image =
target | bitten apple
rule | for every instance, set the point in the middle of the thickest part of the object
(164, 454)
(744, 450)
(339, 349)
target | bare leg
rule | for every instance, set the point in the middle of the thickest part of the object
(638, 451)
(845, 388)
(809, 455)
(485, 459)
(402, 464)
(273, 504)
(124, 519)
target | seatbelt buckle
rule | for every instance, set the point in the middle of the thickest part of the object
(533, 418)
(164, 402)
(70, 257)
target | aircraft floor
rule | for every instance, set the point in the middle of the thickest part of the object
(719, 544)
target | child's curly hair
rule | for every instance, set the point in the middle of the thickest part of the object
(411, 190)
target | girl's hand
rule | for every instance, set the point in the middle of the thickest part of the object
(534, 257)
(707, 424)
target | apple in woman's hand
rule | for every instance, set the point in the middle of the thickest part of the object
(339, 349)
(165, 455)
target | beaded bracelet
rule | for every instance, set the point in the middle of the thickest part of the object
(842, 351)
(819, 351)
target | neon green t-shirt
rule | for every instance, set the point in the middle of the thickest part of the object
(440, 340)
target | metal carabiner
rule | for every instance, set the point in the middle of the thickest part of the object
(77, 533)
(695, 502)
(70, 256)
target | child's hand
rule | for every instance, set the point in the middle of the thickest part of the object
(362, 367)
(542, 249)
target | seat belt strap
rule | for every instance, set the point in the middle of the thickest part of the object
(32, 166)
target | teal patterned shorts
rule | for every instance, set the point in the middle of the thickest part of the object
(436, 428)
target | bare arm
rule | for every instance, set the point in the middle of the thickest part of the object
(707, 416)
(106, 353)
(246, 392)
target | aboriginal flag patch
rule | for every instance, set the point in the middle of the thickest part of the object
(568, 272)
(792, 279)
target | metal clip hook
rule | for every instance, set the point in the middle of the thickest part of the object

* * * * * * * * *

# DIRECTIONS FOR THIS TASK:
Arrange every line of the material above as a numbered list, leaving out any blank lines.

# WORKED ANSWER:
1. image =
2. target | bitten apple
3. rule | for every instance, set the point in the middle of the thickest part of the object
4. (164, 454)
5. (744, 450)
6. (339, 349)
7. target | bare leg
8. rule | for every instance, set the point in the middle of the thickest part of the object
9. (638, 451)
10. (845, 388)
11. (809, 455)
12. (485, 459)
13. (402, 464)
14. (273, 504)
15. (124, 519)
16. target | seatbelt buckle
17. rule | for every instance, set the point in the middle of the thickest part of the object
18. (533, 418)
19. (164, 402)
20. (70, 257)
21. target | aircraft floor
22. rule | for every instance, set the point in the middle of the thickest part of the object
23. (719, 544)
24. target | child's curly hair
25. rule | for every instance, set the point in the middle of the thickest part of the object
26. (411, 190)
27. target | girl's hand
28. rule | for every instance, set the point in the middle of the thickest part of the object
29. (534, 257)
30. (707, 424)
31. target | apple in woman's hand
32. rule | for every instance, set the point in the middle of the thickest part of the object
33. (339, 349)
34. (165, 455)
35. target | beaded bracelet
36. rule | for every instance, set the point in the middle of the thickest part of the object
37. (842, 351)
38. (819, 351)
39. target | neon green t-shirt
40. rule | for every instance, set the point in the middle of the thickest part of the object
41. (440, 340)
42. target | metal carabiner
43. rule | for every instance, set the point in the middle of the thickest part of the object
44. (77, 533)
45. (695, 502)
46. (70, 256)
47. target | child's hand
48. rule | for every instance, set the point in the middle of the thickest part of the object
49. (362, 367)
50. (542, 249)
51. target | seat belt strap
52. rule | for every instance, set the point in the middle of the thickest part of the object
53. (32, 166)
54. target | teal patterned shorts
55. rule | for every instance, set the point in the middle of the thickest part of the object
56. (436, 428)
57. target | bare arm
58. rule | for every instance, set the point in the middle of the thickest part of the object
59. (707, 416)
60. (106, 353)
61. (246, 392)
62. target | aboriginal flag patch
63. rule | for every instance, set the point in the middle of the thickest part of the object
64. (568, 272)
65. (792, 279)
66. target | metal clip hook
67. rule | for every instance, set the point in the middle of the thickest part of the object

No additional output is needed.